***** Task material *****

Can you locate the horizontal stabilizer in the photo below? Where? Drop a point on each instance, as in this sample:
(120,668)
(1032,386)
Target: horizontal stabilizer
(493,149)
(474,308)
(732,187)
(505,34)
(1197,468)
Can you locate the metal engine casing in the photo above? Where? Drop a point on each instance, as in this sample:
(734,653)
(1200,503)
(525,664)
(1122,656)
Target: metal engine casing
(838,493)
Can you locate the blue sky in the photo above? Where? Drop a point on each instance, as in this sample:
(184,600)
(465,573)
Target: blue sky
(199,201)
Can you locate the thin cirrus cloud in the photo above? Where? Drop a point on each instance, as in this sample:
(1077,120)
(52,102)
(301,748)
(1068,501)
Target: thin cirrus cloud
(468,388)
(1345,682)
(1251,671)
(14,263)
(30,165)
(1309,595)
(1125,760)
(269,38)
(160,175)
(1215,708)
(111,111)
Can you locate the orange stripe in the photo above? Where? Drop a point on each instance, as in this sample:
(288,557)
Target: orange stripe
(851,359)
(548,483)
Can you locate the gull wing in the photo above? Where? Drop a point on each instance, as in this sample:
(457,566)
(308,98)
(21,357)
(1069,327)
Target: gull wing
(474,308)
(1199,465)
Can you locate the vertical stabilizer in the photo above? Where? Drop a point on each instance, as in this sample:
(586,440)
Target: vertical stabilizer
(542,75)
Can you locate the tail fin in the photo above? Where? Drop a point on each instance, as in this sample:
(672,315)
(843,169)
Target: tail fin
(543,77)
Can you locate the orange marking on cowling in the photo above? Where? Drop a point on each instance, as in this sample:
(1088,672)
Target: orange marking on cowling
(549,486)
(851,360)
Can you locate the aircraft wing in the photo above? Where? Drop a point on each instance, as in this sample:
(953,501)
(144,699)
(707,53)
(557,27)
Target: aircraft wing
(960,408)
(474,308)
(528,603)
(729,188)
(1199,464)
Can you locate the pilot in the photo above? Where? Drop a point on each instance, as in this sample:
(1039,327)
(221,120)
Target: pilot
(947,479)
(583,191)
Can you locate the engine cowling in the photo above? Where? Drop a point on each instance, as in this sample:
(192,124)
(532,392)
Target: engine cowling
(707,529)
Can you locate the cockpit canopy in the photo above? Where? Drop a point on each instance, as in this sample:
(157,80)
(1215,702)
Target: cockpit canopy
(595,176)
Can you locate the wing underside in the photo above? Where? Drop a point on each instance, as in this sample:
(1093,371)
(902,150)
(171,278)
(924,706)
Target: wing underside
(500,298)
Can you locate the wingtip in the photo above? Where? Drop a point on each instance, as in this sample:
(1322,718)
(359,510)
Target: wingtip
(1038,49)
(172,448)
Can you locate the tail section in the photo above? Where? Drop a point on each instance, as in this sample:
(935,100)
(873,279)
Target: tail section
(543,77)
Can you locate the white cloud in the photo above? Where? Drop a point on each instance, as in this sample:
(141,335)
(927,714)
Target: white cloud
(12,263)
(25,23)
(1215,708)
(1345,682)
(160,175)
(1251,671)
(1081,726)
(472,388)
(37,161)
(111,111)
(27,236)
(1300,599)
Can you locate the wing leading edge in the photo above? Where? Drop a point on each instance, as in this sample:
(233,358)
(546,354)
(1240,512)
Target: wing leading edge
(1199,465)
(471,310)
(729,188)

*****

Aim: Please copy every entry above word for word, keeping each line as it appears.

Written response:
Can you locate the horizontal stabilizer in the photo below? Where? Drop a point on each instance, as in this sample:
(120,668)
(1032,386)
Target: horizontal stabilizer
(493,149)
(474,308)
(732,187)
(505,34)
(1197,468)
Can you locate the metal engine casing in the photo above? Where? Drop a point on each instance, as in this sample:
(734,653)
(1200,503)
(525,664)
(1122,656)
Target: metal engine casing
(838,493)
Can you locate the blue sky in the photo above? Where? Drop a point on each instance, as in this sample:
(184,600)
(465,573)
Target: blue sky
(199,201)
Can you locate the thin cirrus cloud in the photo above? Where? Drop a point on each instance, as in this sample:
(1077,120)
(52,102)
(301,748)
(1068,501)
Target: thin cirrus cloud
(468,388)
(1345,682)
(1251,671)
(14,263)
(30,165)
(1309,595)
(1125,760)
(269,38)
(160,175)
(1215,708)
(111,111)
Can you locate the orange stripe in the photo above? Where? Drop a point on each instance, as in this sample:
(288,557)
Target: orange stripe
(851,359)
(548,483)
Can you locate the gull wing in the photo above? Where? Drop a point on each instance, as in this sample:
(457,566)
(308,98)
(21,357)
(1069,327)
Target: gull wing
(474,308)
(1199,465)
Can you locate the vertical stabilizer in the photo above? Where? Drop a point on each instance, as in this sample:
(586,440)
Target: vertical stabilizer
(542,75)
Can you locate the tail fin in the photo above? Where? Drop a point on each instance, as in this sample:
(672,315)
(843,169)
Target: tail fin
(543,77)
Can you locate the orange marking on cowling in the photo above? Where? Drop a point on each instance, as in this sample:
(1088,672)
Target: orange marking on cowling
(549,486)
(851,360)
Can you locate the aircraft wing in the photo above? Where? Drop a point on each instance, as in this sample:
(953,501)
(144,699)
(707,53)
(557,27)
Target: aircraft wing
(960,408)
(474,308)
(528,603)
(729,188)
(1199,464)
Can you locate the pilot in the photo above? Where? Drop a point on each instance, as in this sample:
(1039,327)
(221,120)
Target: pilot
(947,479)
(583,191)
Can you locate the engine cowling in the photo above? Where? Drop a point on each instance, as in this sample:
(192,124)
(532,392)
Target: engine cowling
(707,529)
Can you locate the cockpit canopy in the photo above? Where? Drop a point on each instance, as in this sample:
(157,80)
(1215,702)
Target: cockpit canopy
(595,176)
Can you locate the wing underside in the photo above? Where? Drop a point on each instance, as in this sample:
(1093,371)
(902,150)
(171,278)
(924,706)
Target: wing underside
(500,298)
Can you locate the wingtip in the photo above? Where? Drop a point on each instance, as in this sample:
(1322,718)
(359,510)
Target: wingtip
(1038,49)
(172,448)
Can you locate the tail section in the photo above? Where? Drop a point on each instance, as in this sample:
(935,100)
(873,279)
Target: tail section
(543,77)
Can you locate the white cloud in the photo above? Where? Drop a point on each instance, as in this sample:
(141,335)
(927,714)
Target: white cloud
(12,263)
(25,23)
(1215,708)
(1345,682)
(160,175)
(1251,671)
(1081,726)
(472,388)
(37,161)
(111,111)
(27,236)
(1300,599)
Can you locate the wing leading edge in the photo above? Where? Drop a point on each instance, as in this sample:
(233,358)
(546,354)
(1240,512)
Target: wing leading edge
(1199,465)
(471,310)
(729,188)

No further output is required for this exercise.